Instructions to follow =
Every line from the one containing "positive clicks: (1007, 392) (352, 730)" to the one containing "rough mask: <svg" in the records below, both included, must be set down exactly, and no other line.

Data section =

+++

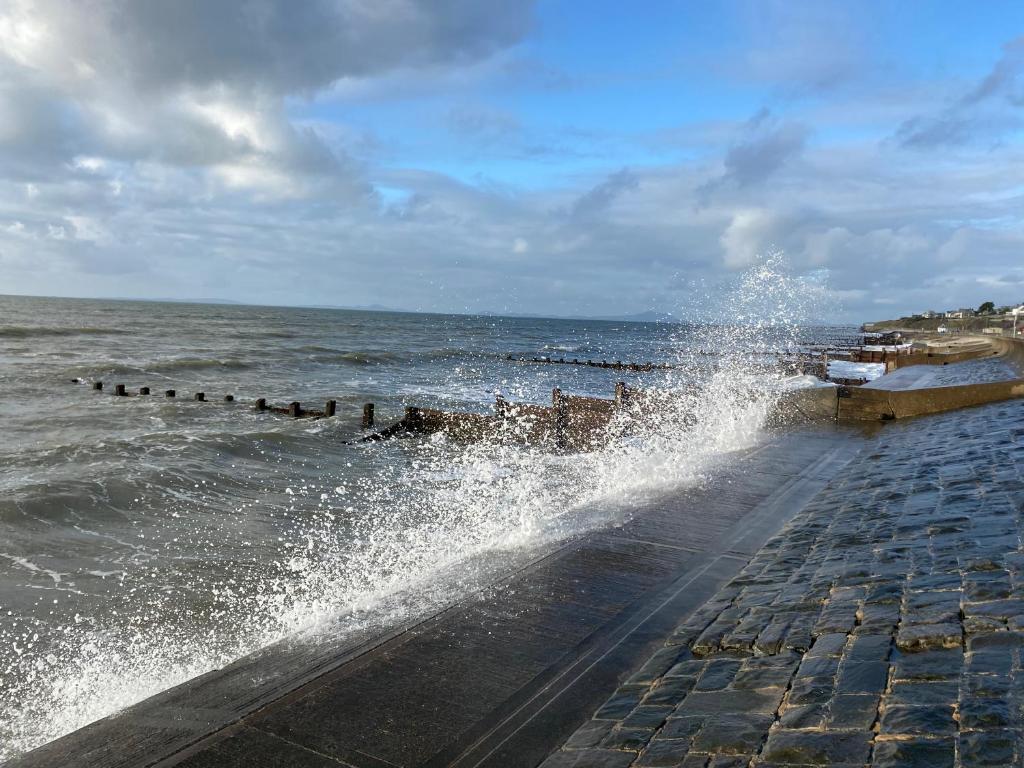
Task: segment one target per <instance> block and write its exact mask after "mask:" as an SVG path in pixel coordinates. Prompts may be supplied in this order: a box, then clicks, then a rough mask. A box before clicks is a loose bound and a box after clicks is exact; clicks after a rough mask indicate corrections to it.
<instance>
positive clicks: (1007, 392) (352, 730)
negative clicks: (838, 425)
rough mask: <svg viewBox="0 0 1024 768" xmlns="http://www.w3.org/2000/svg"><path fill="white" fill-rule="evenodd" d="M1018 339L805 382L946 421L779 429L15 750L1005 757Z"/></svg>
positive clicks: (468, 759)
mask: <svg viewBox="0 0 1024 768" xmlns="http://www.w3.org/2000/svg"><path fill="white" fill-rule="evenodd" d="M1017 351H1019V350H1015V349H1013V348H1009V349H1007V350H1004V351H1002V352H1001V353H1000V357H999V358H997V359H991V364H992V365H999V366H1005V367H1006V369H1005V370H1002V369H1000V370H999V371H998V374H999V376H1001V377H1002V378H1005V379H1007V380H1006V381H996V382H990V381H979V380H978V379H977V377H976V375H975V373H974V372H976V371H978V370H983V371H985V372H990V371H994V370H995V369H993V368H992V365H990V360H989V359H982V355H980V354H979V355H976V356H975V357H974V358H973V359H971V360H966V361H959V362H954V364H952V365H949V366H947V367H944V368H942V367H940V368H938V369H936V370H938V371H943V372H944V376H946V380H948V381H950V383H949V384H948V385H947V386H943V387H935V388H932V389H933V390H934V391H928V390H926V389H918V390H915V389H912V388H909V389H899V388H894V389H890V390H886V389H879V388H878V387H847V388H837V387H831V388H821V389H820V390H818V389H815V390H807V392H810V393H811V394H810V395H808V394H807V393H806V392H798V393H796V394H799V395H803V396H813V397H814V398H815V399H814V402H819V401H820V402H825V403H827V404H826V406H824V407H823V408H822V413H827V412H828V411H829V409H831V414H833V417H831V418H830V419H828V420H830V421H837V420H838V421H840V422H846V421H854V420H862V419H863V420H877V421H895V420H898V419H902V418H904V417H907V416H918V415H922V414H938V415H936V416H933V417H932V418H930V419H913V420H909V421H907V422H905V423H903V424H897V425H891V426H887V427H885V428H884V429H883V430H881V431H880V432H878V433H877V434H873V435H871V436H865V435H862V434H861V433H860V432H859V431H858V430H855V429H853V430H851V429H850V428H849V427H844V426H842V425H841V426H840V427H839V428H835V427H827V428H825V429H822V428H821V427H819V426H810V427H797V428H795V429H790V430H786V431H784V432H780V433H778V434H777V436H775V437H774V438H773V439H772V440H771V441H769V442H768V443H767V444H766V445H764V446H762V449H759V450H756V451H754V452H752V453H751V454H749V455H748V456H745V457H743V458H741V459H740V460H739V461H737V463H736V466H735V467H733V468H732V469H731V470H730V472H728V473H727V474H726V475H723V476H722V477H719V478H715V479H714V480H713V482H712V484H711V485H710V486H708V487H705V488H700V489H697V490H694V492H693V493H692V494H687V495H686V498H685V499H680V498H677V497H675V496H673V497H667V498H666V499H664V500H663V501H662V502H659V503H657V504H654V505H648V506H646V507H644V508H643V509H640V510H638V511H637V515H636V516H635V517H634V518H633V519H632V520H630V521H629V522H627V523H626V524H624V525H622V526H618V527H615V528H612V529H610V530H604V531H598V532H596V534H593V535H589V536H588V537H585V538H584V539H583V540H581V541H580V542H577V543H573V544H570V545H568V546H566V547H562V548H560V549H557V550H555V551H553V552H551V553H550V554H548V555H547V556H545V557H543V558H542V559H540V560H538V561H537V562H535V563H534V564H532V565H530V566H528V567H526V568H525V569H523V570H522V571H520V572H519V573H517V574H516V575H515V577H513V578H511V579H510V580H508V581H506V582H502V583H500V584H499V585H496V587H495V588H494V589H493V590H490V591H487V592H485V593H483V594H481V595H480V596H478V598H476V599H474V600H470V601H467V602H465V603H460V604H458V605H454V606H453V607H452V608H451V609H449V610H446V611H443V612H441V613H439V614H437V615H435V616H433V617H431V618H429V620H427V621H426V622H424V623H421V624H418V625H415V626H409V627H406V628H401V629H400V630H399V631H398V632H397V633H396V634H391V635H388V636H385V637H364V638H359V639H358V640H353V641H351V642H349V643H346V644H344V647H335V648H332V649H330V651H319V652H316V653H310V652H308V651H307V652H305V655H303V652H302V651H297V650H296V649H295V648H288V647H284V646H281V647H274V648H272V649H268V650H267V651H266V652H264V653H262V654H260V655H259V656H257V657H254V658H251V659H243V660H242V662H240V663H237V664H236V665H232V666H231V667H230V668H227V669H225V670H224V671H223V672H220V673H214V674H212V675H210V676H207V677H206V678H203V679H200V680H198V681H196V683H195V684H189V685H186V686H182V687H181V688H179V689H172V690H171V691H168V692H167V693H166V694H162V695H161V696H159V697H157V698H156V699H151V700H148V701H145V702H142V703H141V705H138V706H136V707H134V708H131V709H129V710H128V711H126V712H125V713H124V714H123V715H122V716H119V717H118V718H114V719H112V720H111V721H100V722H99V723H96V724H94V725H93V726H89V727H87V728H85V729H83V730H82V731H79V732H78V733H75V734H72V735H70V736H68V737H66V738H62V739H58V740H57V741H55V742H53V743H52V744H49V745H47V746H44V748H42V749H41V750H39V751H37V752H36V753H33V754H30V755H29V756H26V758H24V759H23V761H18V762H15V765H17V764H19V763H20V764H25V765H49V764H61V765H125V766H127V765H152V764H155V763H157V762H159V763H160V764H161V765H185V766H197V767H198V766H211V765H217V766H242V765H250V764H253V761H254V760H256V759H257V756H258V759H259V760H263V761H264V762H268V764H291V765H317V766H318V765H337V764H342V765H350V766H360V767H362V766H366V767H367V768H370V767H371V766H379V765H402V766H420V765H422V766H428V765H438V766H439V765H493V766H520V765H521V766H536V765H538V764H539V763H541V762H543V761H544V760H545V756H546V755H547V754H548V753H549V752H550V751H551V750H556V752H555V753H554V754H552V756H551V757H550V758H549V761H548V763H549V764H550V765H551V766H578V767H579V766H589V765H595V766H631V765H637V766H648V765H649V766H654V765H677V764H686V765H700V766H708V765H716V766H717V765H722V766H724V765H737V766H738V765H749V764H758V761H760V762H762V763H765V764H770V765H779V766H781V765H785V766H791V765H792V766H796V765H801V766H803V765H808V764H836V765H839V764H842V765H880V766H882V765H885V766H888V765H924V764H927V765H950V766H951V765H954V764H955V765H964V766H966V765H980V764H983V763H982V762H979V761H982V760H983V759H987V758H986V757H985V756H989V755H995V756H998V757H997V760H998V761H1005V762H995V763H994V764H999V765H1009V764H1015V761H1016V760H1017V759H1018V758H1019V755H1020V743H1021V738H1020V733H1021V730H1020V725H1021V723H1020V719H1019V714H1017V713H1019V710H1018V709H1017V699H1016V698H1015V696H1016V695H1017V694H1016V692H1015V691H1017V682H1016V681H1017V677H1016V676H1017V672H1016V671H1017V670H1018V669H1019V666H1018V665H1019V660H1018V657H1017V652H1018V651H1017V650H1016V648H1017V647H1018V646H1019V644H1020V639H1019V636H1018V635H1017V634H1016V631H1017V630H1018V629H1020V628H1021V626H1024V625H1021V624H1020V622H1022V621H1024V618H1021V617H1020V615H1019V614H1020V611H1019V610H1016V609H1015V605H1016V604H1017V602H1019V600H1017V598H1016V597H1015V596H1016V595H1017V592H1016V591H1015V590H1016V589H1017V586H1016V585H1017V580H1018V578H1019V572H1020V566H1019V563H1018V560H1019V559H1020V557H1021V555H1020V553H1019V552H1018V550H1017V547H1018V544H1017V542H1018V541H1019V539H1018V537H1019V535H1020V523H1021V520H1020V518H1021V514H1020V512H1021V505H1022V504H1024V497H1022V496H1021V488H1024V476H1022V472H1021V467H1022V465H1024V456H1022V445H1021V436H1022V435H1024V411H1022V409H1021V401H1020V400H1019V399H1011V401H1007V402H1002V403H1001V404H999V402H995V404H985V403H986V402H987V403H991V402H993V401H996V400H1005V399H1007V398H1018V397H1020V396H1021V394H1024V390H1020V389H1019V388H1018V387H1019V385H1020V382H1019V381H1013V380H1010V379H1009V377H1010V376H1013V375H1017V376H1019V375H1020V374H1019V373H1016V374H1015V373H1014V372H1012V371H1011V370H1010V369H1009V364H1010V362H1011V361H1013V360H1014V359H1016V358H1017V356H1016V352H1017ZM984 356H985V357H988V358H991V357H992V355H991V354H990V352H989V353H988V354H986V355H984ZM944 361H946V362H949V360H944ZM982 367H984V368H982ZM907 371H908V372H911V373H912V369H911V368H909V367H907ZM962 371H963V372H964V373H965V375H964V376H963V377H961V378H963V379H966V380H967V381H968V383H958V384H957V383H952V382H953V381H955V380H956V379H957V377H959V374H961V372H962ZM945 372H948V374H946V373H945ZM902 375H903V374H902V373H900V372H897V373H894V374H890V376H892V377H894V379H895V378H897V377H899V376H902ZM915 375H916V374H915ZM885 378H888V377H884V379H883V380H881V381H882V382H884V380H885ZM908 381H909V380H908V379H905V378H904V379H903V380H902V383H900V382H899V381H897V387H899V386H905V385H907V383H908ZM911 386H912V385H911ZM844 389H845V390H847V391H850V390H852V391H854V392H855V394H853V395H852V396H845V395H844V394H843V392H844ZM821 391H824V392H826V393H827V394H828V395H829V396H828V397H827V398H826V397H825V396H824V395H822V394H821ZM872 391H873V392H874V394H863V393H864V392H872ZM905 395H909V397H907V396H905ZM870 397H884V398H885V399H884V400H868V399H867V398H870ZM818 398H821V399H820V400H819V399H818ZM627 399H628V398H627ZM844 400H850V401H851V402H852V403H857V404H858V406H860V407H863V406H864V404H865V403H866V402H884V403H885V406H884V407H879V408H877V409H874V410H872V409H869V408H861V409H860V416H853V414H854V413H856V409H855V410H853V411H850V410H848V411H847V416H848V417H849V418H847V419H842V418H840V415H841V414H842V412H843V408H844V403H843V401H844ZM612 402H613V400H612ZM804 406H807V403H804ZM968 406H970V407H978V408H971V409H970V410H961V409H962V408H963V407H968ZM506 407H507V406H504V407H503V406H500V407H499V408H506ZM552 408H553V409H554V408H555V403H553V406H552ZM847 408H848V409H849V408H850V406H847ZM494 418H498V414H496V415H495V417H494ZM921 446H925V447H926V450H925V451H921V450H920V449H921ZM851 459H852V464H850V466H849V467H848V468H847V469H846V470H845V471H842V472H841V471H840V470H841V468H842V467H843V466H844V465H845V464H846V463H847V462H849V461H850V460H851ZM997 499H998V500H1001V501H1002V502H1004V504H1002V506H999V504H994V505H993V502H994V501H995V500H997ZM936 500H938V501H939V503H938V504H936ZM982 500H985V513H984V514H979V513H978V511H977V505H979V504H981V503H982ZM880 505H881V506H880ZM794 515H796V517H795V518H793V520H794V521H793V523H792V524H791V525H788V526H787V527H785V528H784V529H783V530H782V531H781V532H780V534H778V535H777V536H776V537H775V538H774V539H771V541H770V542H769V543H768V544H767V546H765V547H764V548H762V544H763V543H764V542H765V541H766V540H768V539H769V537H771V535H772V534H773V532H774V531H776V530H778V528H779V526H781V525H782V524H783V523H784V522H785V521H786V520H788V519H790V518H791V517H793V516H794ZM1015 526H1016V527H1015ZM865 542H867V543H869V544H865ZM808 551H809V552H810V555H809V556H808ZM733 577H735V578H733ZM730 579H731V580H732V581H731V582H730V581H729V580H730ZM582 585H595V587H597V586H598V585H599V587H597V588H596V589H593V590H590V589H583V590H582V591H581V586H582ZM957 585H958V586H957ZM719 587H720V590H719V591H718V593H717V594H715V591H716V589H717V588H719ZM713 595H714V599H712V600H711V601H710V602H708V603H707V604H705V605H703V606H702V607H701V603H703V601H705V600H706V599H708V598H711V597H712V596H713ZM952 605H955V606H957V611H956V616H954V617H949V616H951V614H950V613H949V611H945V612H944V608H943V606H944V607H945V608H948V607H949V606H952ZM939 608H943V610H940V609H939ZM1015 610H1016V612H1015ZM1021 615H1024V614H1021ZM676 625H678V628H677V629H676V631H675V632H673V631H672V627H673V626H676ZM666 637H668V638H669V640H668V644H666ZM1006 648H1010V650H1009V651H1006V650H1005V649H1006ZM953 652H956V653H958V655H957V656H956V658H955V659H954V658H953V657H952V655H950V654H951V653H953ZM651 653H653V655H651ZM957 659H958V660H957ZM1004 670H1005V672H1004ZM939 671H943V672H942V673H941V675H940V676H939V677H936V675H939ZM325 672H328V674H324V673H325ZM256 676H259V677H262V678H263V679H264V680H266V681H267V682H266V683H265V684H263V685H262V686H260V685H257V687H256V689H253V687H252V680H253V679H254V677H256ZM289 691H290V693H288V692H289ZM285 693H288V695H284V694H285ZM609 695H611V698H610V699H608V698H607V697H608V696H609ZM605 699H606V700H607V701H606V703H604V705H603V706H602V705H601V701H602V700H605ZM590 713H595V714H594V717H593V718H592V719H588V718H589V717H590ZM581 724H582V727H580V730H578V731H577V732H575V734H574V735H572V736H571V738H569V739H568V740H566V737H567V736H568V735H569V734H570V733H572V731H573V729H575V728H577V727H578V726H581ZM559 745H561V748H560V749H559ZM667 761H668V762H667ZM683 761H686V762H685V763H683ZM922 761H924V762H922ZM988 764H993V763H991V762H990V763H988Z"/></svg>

+++

Response =
positive clicks: (1007, 392) (352, 730)
negative clicks: (838, 425)
rough mask: <svg viewBox="0 0 1024 768" xmlns="http://www.w3.org/2000/svg"><path fill="white" fill-rule="evenodd" d="M1018 339L805 382L946 421L779 429L15 750L1005 757Z"/></svg>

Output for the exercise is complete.